** Begin Provided text **

The Hard Heart of Noah

The story of the Great Flood, especially the story of the components of it, is the fascinating. There are flood traditions recorded in many Middle Eastern texts. Two different stories are woven together to make the Biblical one. The great symbol of the dove with an olive branch (or leaf) comes from this narrative.  But the narrative concludes with Noah planting a vineyard, making wine, and indulging in too much of it. While Noah was in a stupor, his son Ham sees the shame of his father and tells his brothers. The brothers hide their father’s naked body from any other eyes including their own.

When Noah woke from his wine and knew what his youngest son had done to him, he said, ‘Cursed be Canaan; the lowest of slaves shall he be to his brothers.’ He also said, ‘Blessed by the LORD my God be Shem; and let Canaan be his slave. May God make space for Japheth, and let him live in the tents of Shem; and let Canaan be his slave.’

There it is, not once but twice, a statement declaring Canaan to become the slave of Shem. Canaan is cursed for what Noah’s “younger son” did. We learn earlier that Canaan is the son of Ham. He is listed fourth among the sons of Ham in chapter 10 after Cush, Egypt, and Put. Ham broke a taboo it seems. But why is Canaan singled out in this way?

** End Provided text **
** Begin Extracted records **

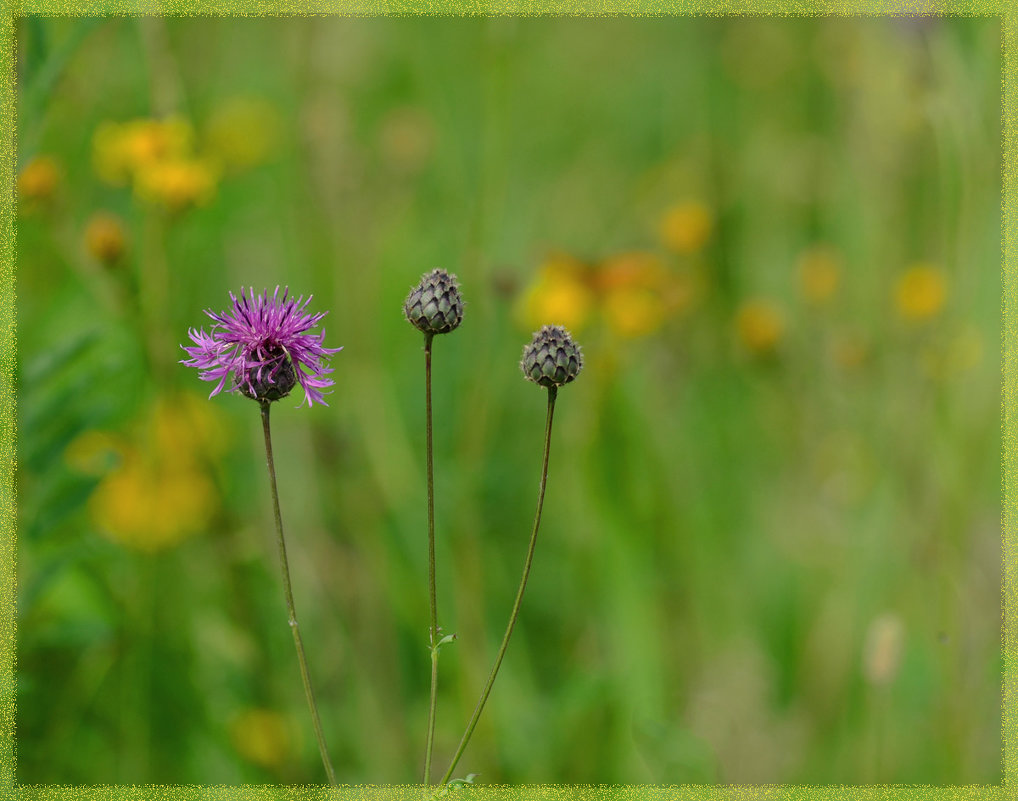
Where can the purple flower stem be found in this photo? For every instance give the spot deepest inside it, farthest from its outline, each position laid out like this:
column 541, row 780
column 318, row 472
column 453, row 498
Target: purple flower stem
column 288, row 592
column 433, row 704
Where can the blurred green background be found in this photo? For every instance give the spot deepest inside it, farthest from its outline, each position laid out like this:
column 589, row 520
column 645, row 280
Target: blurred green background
column 771, row 549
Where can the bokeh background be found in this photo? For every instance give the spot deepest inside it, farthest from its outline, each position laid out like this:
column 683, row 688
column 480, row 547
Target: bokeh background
column 771, row 549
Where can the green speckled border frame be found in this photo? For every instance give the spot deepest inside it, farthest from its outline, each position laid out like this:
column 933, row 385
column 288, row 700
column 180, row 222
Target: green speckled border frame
column 1006, row 10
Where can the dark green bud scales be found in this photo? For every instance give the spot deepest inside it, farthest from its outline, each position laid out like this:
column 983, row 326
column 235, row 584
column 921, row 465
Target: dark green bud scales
column 435, row 305
column 552, row 358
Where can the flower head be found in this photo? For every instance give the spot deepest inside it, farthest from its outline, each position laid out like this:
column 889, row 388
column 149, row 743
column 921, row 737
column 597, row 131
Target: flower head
column 435, row 304
column 263, row 344
column 552, row 358
column 759, row 326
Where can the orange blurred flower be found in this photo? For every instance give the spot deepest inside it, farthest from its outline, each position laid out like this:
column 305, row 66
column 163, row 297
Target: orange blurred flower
column 105, row 238
column 686, row 227
column 920, row 292
column 178, row 183
column 759, row 326
column 262, row 736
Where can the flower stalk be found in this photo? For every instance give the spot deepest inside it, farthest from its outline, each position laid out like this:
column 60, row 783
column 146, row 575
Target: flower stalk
column 514, row 615
column 288, row 593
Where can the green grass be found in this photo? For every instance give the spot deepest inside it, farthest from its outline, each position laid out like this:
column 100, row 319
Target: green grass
column 721, row 531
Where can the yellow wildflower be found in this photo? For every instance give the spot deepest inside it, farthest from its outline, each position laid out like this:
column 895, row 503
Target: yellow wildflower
column 242, row 131
column 633, row 311
column 819, row 274
column 920, row 292
column 150, row 507
column 39, row 178
column 262, row 736
column 120, row 150
column 93, row 453
column 759, row 326
column 686, row 227
column 161, row 494
column 105, row 238
column 177, row 183
column 561, row 295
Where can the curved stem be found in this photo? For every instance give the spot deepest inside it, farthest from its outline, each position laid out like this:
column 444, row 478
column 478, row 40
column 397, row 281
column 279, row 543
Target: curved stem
column 288, row 592
column 433, row 596
column 552, row 392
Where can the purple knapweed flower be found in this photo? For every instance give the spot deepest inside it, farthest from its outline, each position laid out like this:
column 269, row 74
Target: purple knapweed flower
column 263, row 343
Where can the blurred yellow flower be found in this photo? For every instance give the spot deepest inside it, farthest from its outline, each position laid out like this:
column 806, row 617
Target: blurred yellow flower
column 759, row 326
column 561, row 295
column 262, row 736
column 93, row 453
column 882, row 650
column 920, row 292
column 119, row 150
column 39, row 178
column 819, row 274
column 686, row 227
column 150, row 507
column 177, row 183
column 185, row 428
column 958, row 354
column 161, row 493
column 242, row 131
column 849, row 351
column 105, row 238
column 406, row 138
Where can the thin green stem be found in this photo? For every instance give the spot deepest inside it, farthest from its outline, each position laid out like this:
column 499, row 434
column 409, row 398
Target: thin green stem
column 288, row 592
column 433, row 596
column 552, row 392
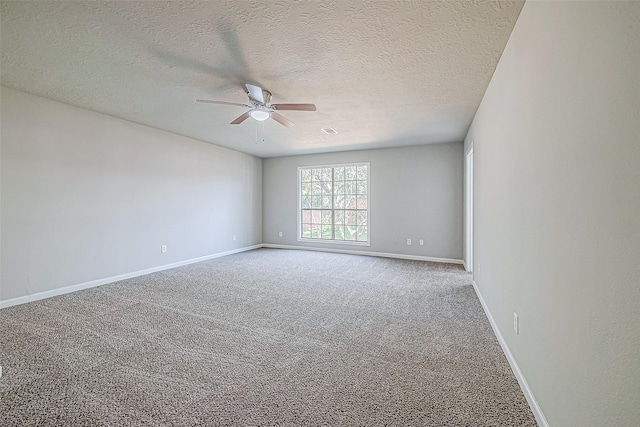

** End Extracted records **

What is needed: Quote the Noah passage in full, word for word. Work from the Noah passage alone, not from the entries.

Written answer:
The Hard Heart of Noah

The story of the Great Flood, especially the story of the components of it, is the fascinating. There are flood traditions recorded in many Middle Eastern texts. Two different stories are woven together to make the Biblical one. The great symbol of the dove with an olive branch (or leaf) comes from this narrative.  But the narrative concludes with Noah planting a vineyard, making wine, and indulging in too much of it. While Noah was in a stupor, his son Ham sees the shame of his father and tells his brothers. The brothers hide their father’s naked body from any other eyes including their own.

When Noah woke from his wine and knew what his youngest son had done to him, he said, ‘Cursed be Canaan; the lowest of slaves shall he be to his brothers.’ He also said, ‘Blessed by the LORD my God be Shem; and let Canaan be his slave. May God make space for Japheth, and let him live in the tents of Shem; and let Canaan be his slave.’

There it is, not once but twice, a statement declaring Canaan to become the slave of Shem. Canaan is cursed for what Noah’s “younger son” did. We learn earlier that Canaan is the son of Ham. He is listed fourth among the sons of Ham in chapter 10 after Cush, Egypt, and Put. Ham broke a taboo it seems. But why is Canaan singled out in this way?